## Problem description
Render the records below as a two-column CSV headed text and answer, with one row per record. Put each record's text and its answer in their own quoted fields, turning any line breaks into spaces.

## Data records

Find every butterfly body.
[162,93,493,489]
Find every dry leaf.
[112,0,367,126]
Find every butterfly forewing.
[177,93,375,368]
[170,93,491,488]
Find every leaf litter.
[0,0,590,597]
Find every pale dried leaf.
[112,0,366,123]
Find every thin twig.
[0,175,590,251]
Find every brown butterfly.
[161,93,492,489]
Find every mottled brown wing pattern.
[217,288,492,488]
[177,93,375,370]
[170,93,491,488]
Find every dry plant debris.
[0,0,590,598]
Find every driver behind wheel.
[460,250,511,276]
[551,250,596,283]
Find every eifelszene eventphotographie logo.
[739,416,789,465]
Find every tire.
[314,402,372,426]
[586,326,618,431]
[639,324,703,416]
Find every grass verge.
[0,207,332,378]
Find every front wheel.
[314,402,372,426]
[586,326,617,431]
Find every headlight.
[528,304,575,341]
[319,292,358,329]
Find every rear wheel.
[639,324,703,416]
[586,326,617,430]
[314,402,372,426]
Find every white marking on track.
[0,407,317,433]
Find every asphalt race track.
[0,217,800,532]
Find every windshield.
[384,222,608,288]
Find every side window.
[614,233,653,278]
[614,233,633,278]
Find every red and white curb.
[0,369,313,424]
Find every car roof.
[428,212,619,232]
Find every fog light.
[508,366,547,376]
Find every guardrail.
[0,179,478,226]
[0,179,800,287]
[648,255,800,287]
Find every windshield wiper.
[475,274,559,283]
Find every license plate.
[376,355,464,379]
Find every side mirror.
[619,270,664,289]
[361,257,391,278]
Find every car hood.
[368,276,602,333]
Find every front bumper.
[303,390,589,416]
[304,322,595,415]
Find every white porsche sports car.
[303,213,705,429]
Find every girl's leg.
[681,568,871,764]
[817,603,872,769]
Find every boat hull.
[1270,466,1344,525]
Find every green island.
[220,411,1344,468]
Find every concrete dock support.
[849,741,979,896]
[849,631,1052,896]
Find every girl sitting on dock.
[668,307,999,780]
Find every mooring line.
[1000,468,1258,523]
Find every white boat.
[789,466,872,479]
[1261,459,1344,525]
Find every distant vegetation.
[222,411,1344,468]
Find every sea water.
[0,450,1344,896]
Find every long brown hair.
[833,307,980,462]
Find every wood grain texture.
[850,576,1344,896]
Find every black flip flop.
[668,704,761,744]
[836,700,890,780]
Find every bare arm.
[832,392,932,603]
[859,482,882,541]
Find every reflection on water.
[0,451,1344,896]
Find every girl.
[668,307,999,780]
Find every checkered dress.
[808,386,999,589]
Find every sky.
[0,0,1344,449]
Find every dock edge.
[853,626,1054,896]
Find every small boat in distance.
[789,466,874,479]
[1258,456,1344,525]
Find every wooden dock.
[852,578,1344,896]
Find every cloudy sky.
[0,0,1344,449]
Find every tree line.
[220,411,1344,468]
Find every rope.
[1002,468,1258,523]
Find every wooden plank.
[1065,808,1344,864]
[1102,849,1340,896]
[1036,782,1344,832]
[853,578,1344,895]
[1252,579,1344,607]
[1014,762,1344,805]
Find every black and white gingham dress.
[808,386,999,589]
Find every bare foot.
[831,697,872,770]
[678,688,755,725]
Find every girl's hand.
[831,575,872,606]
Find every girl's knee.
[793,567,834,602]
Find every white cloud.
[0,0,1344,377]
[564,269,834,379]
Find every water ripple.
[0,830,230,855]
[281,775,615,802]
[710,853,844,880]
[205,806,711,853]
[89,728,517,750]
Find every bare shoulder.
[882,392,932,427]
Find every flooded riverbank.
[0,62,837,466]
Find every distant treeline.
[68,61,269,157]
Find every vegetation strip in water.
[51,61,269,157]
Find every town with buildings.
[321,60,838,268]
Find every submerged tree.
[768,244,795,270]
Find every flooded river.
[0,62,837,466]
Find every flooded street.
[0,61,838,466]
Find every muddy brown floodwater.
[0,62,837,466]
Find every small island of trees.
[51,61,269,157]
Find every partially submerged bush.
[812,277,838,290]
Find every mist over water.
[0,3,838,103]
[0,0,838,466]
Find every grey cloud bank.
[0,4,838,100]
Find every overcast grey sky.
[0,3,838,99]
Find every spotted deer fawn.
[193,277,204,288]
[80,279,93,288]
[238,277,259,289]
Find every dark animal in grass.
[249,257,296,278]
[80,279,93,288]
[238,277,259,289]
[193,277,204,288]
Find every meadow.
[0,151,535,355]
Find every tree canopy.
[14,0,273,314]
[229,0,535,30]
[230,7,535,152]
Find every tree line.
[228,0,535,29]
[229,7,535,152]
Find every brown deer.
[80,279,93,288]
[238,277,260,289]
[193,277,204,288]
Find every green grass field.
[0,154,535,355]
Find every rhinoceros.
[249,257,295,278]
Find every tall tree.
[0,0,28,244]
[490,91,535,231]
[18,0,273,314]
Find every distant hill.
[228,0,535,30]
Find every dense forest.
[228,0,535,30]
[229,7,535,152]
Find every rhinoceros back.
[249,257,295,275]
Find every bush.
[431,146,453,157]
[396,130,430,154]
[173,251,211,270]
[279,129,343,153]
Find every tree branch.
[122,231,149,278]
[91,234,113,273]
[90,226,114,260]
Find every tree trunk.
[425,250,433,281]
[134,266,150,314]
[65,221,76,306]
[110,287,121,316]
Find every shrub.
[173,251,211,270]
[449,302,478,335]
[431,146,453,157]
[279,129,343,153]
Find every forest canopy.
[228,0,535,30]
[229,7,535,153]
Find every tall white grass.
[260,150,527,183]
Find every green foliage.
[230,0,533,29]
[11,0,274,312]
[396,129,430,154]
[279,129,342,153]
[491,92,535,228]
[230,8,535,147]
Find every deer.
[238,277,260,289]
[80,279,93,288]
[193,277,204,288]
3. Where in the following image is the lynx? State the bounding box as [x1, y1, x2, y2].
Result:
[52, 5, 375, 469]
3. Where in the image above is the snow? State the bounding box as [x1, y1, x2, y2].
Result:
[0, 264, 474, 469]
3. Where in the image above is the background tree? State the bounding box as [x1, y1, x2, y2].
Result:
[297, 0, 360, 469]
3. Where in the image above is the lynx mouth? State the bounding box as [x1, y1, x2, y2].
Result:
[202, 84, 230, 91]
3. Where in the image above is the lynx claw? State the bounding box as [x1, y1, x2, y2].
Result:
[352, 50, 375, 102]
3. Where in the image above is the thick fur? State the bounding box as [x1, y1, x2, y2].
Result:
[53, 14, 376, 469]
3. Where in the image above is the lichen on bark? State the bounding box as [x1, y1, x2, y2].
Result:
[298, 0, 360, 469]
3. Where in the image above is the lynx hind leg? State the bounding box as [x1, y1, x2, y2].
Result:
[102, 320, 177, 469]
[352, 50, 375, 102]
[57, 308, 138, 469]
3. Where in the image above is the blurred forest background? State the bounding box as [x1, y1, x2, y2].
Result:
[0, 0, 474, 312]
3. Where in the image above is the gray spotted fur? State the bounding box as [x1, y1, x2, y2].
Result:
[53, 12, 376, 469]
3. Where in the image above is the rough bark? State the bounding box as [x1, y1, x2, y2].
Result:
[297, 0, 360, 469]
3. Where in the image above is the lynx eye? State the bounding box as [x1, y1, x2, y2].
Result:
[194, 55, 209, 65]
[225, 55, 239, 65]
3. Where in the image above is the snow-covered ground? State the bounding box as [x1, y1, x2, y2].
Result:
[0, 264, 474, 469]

## Complete answer
text,answer
"Find every butterfly body.","[162,93,493,489]"
"Find every dry leaf.","[112,0,367,126]"
"Find every butterfly forewing.","[177,93,375,368] [170,93,491,488]"
"Find every leaf litter.","[0,0,590,597]"
"Find every pale dried leaf.","[112,0,366,123]"
"Find every thin twig.","[0,175,590,251]"
"Find every brown butterfly.","[161,93,492,489]"
"Find every mottled brown wing pattern.","[217,288,492,488] [177,93,375,370] [170,93,491,488]"
"Find every dry plant debris.","[0,0,590,598]"
"Find every driver behind wheel.","[460,250,511,276] [551,250,596,283]"
"Find every eifelszene eventphotographie logo.","[739,416,789,465]"
"Find every tire.","[314,402,372,426] [586,326,618,431] [639,324,703,416]"
"Find every grass verge.","[0,207,332,378]"
"Find every front wheel.","[314,402,372,426] [586,326,617,431]"
"Find every headlight.","[528,304,575,341] [319,292,358,329]"
"Find every rear wheel.","[639,324,703,416] [586,326,617,430] [314,402,372,426]"
"Find every white marking on track.","[0,407,317,433]"
"Find every asphalt race track.","[0,217,800,532]"
"Find every windshield.","[384,222,608,288]"
"Find every side window.","[614,233,653,278] [614,233,633,278]"
"Find every red and white curb.","[0,369,313,424]"
"Find every car roof.","[428,212,619,232]"
"Find every fog light.","[508,366,547,376]"
"Find every guardrail.","[0,179,478,226] [0,179,800,287] [648,255,800,287]"
"Find every windshield wiper.","[475,274,559,283]"
"Find every license plate.","[376,355,464,379]"
"Find every side mirror.","[619,270,664,289] [361,257,391,278]"
"Find every car hood.","[368,276,602,333]"
"Find every front bumper.","[303,390,589,416] [304,322,595,415]"
"Find every white porsche sports car.","[303,213,705,429]"
"Find every girl's leg.","[681,568,871,764] [817,603,872,769]"
"Find every boat hull.","[1270,466,1344,525]"
"Find every green island.","[220,411,1344,468]"
"Find every concrete dock support.","[849,741,979,896] [849,631,1052,896]"
"Find every girl sitting on dock.","[668,307,999,780]"
"Find every mooring line.","[1000,468,1258,523]"
"Find every white boat.","[789,466,872,479] [1261,459,1344,525]"
"Find every distant vegetation.","[222,411,1344,468]"
"Find every sea water.","[0,450,1344,896]"
"Find every long brown hair.","[833,307,980,462]"
"Find every wood grain texture.","[850,576,1344,896]"
"Find every black flip flop.","[668,704,761,744] [836,700,890,780]"
"Find every bare arm.","[832,392,932,603] [859,482,882,541]"
"Find every reflection on water.","[0,451,1344,896]"
"Find every girl.","[668,307,999,780]"
"Find every checkered dress.","[808,386,999,589]"
"Find every sky.","[0,0,1344,449]"
"Find every dock edge.","[853,626,1054,896]"
"Find every small boat in distance.","[789,466,874,479] [1258,456,1344,525]"
"Find every wooden dock.","[852,578,1344,896]"
"Find every cloudy sky.","[0,0,1344,449]"
"Find every tree line.","[220,411,1344,468]"
"Find every rope.","[1002,468,1258,523]"
"Find every wooden plank.","[1065,808,1344,864] [1102,849,1340,896] [1036,782,1344,832] [853,578,1344,895] [1252,579,1344,607] [1014,762,1344,805]"
"Find every black and white gingham dress.","[808,386,999,589]"
"Find every bare foot.","[831,697,872,770] [678,688,755,725]"
"Find every girl's hand.","[831,575,872,606]"
"Find every girl's knee.","[793,567,834,602]"
"Find every white cloud.","[0,0,1344,377] [564,269,834,379]"
"Find every water ripple.","[0,830,230,855] [281,775,615,802] [710,853,844,880] [205,806,711,853] [89,728,517,750]"
"Find every bare shoulder.","[882,392,932,427]"
"Find every flooded riverbank.","[0,62,837,466]"
"Find every distant treeline.","[68,61,269,157]"
"Find every vegetation strip in water.","[51,61,269,157]"
"Find every town with buildings.","[321,60,838,268]"
"Find every submerged tree.","[768,244,795,270]"
"Find every flooded river.","[0,62,837,466]"
"Find every flooded street.","[0,61,838,466]"
"Find every muddy brown floodwater.","[0,62,837,466]"
"Find every small island of trees.","[51,61,269,157]"
"Find every partially submerged bush.","[812,277,838,290]"
"Find every mist over water.","[0,3,838,103] [0,0,838,466]"
"Find every grey cloud bank.","[0,4,838,100]"
"Find every overcast grey sky.","[0,3,838,99]"
"Find every spotted deer fawn.","[193,277,204,288] [80,279,93,288] [238,277,259,289]"
"Find every dark animal in grass.","[249,257,296,278] [80,279,93,288] [238,277,259,289] [193,277,204,288]"
"Find every meadow.","[0,151,535,355]"
"Find every tree canopy.","[14,0,273,314] [229,0,535,30] [230,7,535,152]"
"Find every tree line.","[228,0,535,29] [229,7,535,152]"
"Find every brown deer.","[80,279,93,288] [238,277,260,289] [193,277,204,288]"
"Find every green grass field.","[0,154,535,355]"
"Find every rhinoceros.","[249,257,295,278]"
"Find every tall tree.","[0,0,28,244] [490,91,535,231] [18,0,273,314]"
"Find every distant hill.","[228,0,535,30]"
"Find every dense forest.","[228,0,535,30] [229,7,535,152]"
"Find every rhinoceros back.","[249,257,295,275]"
"Find every bush.","[431,146,453,157] [396,130,430,154] [173,251,211,270] [279,129,343,153]"
"Find every tree branch.","[122,231,149,278] [91,234,113,273] [90,226,114,260]"
"Find every tree trunk.","[425,250,433,281] [134,266,150,314] [65,221,76,306] [110,287,121,316]"
"Find every shrub.","[173,251,211,270] [449,302,478,335] [431,146,453,157] [279,129,343,153]"
"Find every forest canopy.","[228,0,535,30] [229,7,535,153]"
"Find every tall white grass.","[260,150,527,183]"
"Find every green foliage.","[230,0,533,29] [11,0,274,312] [396,129,430,154] [279,129,342,153] [491,92,535,228] [230,8,535,147]"
"Find every deer.","[238,277,260,289] [80,279,93,288] [193,277,204,288]"
"3. Where in the following image is the lynx? State the bounding box as [x1, y1, x2, y2]. Result:","[52, 5, 375, 469]"
"3. Where in the image above is the snow? State the bounding box as [x1, y1, x2, y2]. Result:","[0, 264, 474, 469]"
"3. Where in the image above is the background tree? State the bounding box as [x1, y1, x2, y2]. Result:","[297, 0, 360, 469]"
"3. Where in the image above is the lynx mouth? State the bounding box as [x1, y1, x2, y2]. Result:","[202, 84, 230, 91]"
"3. Where in the image above is the lynx claw? State the bounding box as [x1, y1, x2, y2]. Result:","[352, 50, 375, 102]"
"3. Where in the image above is the thick fur? State the bounding box as [x1, y1, x2, y2]. Result:","[53, 14, 376, 469]"
"3. Where in the image above is the lichen on bark? State the bounding box as [x1, y1, x2, y2]. Result:","[298, 0, 360, 469]"
"3. Where in the image above is the lynx hind leg? State the bounding box as [x1, y1, x2, y2]. Result:","[102, 320, 177, 469] [352, 50, 375, 102] [57, 308, 138, 469]"
"3. Where in the image above is the blurred forest background? State the bounding box as [x1, y1, x2, y2]. Result:","[0, 0, 474, 312]"
"3. Where in the image above is the gray spotted fur? State the bounding box as [x1, y1, x2, y2]. Result:","[53, 12, 376, 469]"
"3. Where in the image above is the rough bark? State the bounding box as [x1, y1, x2, y2]. Result:","[297, 0, 360, 469]"
"3. Where in the image above is the lynx eye? State the bounding box as [x1, y1, x2, y2]. Result:","[194, 55, 209, 65] [225, 55, 239, 65]"
"3. Where in the image above is the snow-covered ground? State the bounding box as [x1, y1, x2, y2]. Result:","[0, 264, 474, 469]"